-- Start Text excerpt --
Ann Arbor planning commission meeting (Jan. 20, 2011): After a public hearing that included comments by some residents of 1500 Pauline, planning commissioners unanimously approved the site plan for an affordable housing project at that location, proposed by the nonprofit Avalon Housing.
The project will include demolishing the existing structure and constructing five one- and two-story buildings and a community center. Though commissioners supported the project, some raised concerns over the relocation of current residents and the fact that the new complex, when completed, will have fewer units – 32, compared to the current 47 apartments. Of those, there will also be far fewer one-bedroom units – six, compared to the current 21.
Representatives from Avalon told commissioners that the lower number was sustainable – 35% of the units will be set aside for residents who’ll receive supportive services. They also said the location was more suited for families, and that there’s more need for two- and three-bedroom affordable housing units in the city.
Another project on the agenda – a site plan and special exception use for 630 Oxford – was postponed, as recommended by city planning staff. The Phi Kappa Psi fraternity wants to turn an existing rental duplex into their chapter’s permanent home, housing up to 24 residents. The housing director and some board members for the neighboring Delta Gamma sorority came to Thursday’s meeting to object to the plan, saying they did not want fraternity culture to disrupt their quiet neighborhood.
-- End Text excerpt --
-- Start Extracted data --
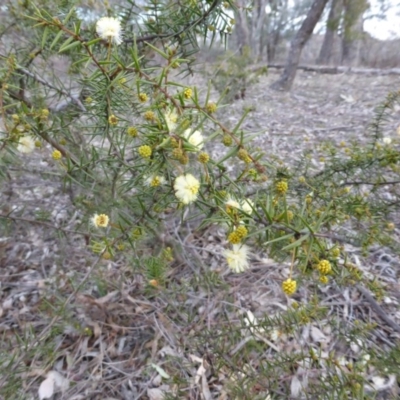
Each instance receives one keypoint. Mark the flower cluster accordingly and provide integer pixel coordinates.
(154, 181)
(109, 29)
(289, 286)
(145, 151)
(186, 188)
(324, 267)
(26, 144)
(238, 235)
(237, 258)
(171, 118)
(194, 138)
(245, 205)
(100, 220)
-- End Extracted data --
- Requests
[1] Answer these questions using the planning commission report above the records.
(a) How many units will the new complex at 1500 Pauline have when completed?
(b) What percentage of those units will be set aside for residents receiving supportive services?
(c) Up to how many residents would the proposed Phi Kappa Psi chapter home at 630 Oxford house?
[2] List every unit count that the planning commission report gives for the 1500 Pauline project, saying what each number counts.
[3] Write out the part of the planning commission report starting with "Ann Arbor planning" and going on through "the current 21.".

- Problem solutions
[1]
(a) 32 units
(b) 35%
(c) Up to 24 residents

[2]
- 32: units in the new complex when completed
- 47: apartments there now
- Six: one-bedroom units in the new complex
- 21: one-bedroom units there now

[3]
Ann Arbor planning commission meeting (Jan. 20, 2011): After a public hearing that included comments by some residents of 1500 Pauline, planning commissioners unanimously approved the site plan for an affordable housing project at that location, proposed by the nonprofit Avalon Housing.
The project will include demolishing the existing structure and constructing five one- and two-story buildings and a community center. Though commissioners supported the project, some raised concerns over the relocation of current residents and the fact that the new complex, when completed, will have fewer units – 32, compared to the current 47 apartments. Of those, there will also be far fewer one-bedroom units – six, compared to the current 21.